:: Given problem ::
Copy every line of the material below word for word.

** START OF Material for this task **

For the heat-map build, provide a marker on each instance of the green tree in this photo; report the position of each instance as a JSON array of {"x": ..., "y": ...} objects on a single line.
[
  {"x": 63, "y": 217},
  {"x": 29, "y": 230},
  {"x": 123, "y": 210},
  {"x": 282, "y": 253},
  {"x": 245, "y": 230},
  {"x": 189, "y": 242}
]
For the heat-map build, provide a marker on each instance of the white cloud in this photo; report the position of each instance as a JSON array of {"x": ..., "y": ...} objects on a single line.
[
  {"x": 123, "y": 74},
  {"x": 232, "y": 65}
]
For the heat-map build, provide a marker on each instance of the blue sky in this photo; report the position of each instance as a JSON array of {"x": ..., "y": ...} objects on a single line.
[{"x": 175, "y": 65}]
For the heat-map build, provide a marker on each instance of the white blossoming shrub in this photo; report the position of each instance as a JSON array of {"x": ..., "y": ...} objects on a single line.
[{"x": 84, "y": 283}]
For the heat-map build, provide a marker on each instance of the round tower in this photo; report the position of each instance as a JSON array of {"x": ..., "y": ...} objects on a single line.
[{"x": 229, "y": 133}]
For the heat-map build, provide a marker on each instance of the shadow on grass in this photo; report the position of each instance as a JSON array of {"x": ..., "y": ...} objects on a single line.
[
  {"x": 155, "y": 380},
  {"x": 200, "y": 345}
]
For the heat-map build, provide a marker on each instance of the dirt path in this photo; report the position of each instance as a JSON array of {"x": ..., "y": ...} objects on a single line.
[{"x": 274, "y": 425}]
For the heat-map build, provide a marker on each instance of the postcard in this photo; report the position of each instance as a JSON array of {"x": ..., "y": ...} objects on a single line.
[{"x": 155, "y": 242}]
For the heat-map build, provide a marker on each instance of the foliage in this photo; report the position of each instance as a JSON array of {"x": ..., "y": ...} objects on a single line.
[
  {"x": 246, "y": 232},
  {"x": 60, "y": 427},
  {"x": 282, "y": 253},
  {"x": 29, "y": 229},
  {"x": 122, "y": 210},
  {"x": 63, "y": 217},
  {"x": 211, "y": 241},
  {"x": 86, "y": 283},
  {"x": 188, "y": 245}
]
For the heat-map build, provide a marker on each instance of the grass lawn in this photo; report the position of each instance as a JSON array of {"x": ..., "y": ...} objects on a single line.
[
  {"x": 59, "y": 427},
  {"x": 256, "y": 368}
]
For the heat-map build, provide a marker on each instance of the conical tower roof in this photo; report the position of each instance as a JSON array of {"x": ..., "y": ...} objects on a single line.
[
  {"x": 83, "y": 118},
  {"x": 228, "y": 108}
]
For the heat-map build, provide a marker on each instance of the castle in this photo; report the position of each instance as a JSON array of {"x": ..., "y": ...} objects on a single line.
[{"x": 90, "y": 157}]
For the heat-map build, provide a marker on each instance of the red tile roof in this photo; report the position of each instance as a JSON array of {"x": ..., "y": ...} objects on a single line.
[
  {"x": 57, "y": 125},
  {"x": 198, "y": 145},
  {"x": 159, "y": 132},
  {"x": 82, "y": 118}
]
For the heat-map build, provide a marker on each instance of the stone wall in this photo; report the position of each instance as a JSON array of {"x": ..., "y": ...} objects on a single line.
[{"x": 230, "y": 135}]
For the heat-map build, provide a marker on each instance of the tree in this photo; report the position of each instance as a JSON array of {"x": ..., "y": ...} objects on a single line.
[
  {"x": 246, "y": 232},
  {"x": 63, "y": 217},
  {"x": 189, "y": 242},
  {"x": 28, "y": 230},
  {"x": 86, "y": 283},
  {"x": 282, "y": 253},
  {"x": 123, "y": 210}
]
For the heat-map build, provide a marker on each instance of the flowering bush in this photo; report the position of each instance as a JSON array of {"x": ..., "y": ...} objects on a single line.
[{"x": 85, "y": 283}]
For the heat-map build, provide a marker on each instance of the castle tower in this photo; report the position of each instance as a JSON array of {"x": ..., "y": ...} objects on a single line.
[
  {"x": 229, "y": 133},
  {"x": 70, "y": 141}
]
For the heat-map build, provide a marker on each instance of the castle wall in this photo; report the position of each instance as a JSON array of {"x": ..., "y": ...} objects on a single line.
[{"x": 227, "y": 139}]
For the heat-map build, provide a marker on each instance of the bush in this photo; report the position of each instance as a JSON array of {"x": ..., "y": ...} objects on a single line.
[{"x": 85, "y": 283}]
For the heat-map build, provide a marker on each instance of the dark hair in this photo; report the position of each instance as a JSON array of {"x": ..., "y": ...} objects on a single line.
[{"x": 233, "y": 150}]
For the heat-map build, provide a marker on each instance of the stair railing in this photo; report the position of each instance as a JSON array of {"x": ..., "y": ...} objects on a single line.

** END OF Material for this task **

:: In response ::
For the heat-map build, provide a marker on each instance of the green tree in this photo; report the position of each instance as a JSON array of {"x": ..., "y": ...} objects on a single line.
[
  {"x": 63, "y": 217},
  {"x": 29, "y": 230},
  {"x": 123, "y": 210},
  {"x": 282, "y": 253},
  {"x": 245, "y": 230},
  {"x": 189, "y": 242}
]
For the heat-map build, provide a marker on each instance of the white cloud in this photo; report the position of each instance as a JSON array of {"x": ..., "y": ...} objects on a single line.
[
  {"x": 123, "y": 74},
  {"x": 232, "y": 65}
]
For the heat-map build, provide a marker on each instance of the blue sky in this photo; report the position of each instance as a JSON array of {"x": ..., "y": ...} objects on a single line.
[{"x": 175, "y": 65}]
For the heat-map build, provide a marker on each instance of the white blossoming shrub in this photo; report the position of each instance as a JSON array of {"x": ..., "y": ...} objects on a single line.
[{"x": 84, "y": 283}]
For the heat-map build, provide a marker on each instance of the round tower in this photo; report the position of each instance as a JSON array of {"x": ..., "y": ...} objects on a single line.
[{"x": 229, "y": 133}]
For the heat-map build, provide a marker on each instance of the shadow on grass in this photo; report the position of each instance as a JSON array of {"x": ..., "y": ...} objects on a single line.
[
  {"x": 155, "y": 380},
  {"x": 200, "y": 345}
]
For the heat-map build, provide a marker on each instance of the dirt path in this photo; report the position of each instance as a JSON array of {"x": ..., "y": ...} objects on a single line.
[{"x": 274, "y": 425}]
For the heat-map build, provide a marker on each instance of the postcard in this photo; report the position of each instance as a JSON array of {"x": ..., "y": ...} objects on a single line.
[{"x": 155, "y": 242}]
For the heat-map build, provide a marker on each instance of the foliage in this photo; report the position of each instance as a JSON array of {"x": ..., "y": ...} objects on a single line.
[
  {"x": 246, "y": 232},
  {"x": 60, "y": 427},
  {"x": 282, "y": 253},
  {"x": 29, "y": 229},
  {"x": 122, "y": 210},
  {"x": 63, "y": 217},
  {"x": 211, "y": 241},
  {"x": 86, "y": 283},
  {"x": 188, "y": 245}
]
For the heat-map build, provide a marker on each instance of the grass lawn in this photo; report the position of each instance as a JSON array of {"x": ..., "y": ...} objects on a single line.
[
  {"x": 59, "y": 427},
  {"x": 256, "y": 368}
]
For the heat-map build, provide a marker on each instance of the conical tower roof in this photo; report the position of each instance as a JSON array of {"x": ..., "y": ...} objects on a single line.
[
  {"x": 83, "y": 118},
  {"x": 228, "y": 108}
]
For the heat-map build, provide a marker on each instance of the castle in this photo; report the position of each instance as a JSON array of {"x": ..., "y": ...} objects on a single line.
[{"x": 90, "y": 157}]
For the heat-map build, provide a marker on each instance of the red tile roof in this photo; report the position of each instance as a JSON array of {"x": ..., "y": ...} objects on a single line.
[
  {"x": 57, "y": 125},
  {"x": 198, "y": 145},
  {"x": 159, "y": 132},
  {"x": 82, "y": 118}
]
For the heat-map build, provide a marker on each instance of the stone wall in this photo; report the position of each instance as a JSON array of {"x": ..., "y": ...} objects on a single line.
[{"x": 230, "y": 135}]
For the heat-map build, provide a marker on each instance of the tree in this photo; report the position of each instance as a JSON array of {"x": ..., "y": ...} objects on a single line.
[
  {"x": 246, "y": 232},
  {"x": 63, "y": 217},
  {"x": 189, "y": 242},
  {"x": 28, "y": 230},
  {"x": 86, "y": 283},
  {"x": 282, "y": 253},
  {"x": 123, "y": 210}
]
For the heat-map build, provide a marker on each instance of the flowering bush in this photo; report the position of each instance as a JSON array of {"x": ..., "y": ...} objects on a single line.
[{"x": 85, "y": 283}]
For the heat-map build, provide a marker on each instance of the castle tower in this photo; report the position of each instance as a JSON array of {"x": ..., "y": ...} objects on a single line.
[
  {"x": 229, "y": 133},
  {"x": 70, "y": 141}
]
For the heat-map build, provide a marker on each instance of the castle wall in this photo; report the position of each instance as a JSON array of {"x": ..., "y": ...} objects on a single line.
[{"x": 227, "y": 139}]
For the heat-map build, provide a marker on each instance of the bush in this photo; report the position of each instance as a JSON array of {"x": ..., "y": ...} objects on a single line.
[{"x": 85, "y": 283}]
For the heat-map build, provide a marker on each instance of the dark hair in this photo; report the position of each instance as a JSON array of {"x": ..., "y": ...} objects on a single line.
[{"x": 233, "y": 150}]
For the heat-map build, provide a marker on each instance of the stair railing in this photo; report the position of each instance as a JSON array of {"x": ..., "y": ...} objects on a single line.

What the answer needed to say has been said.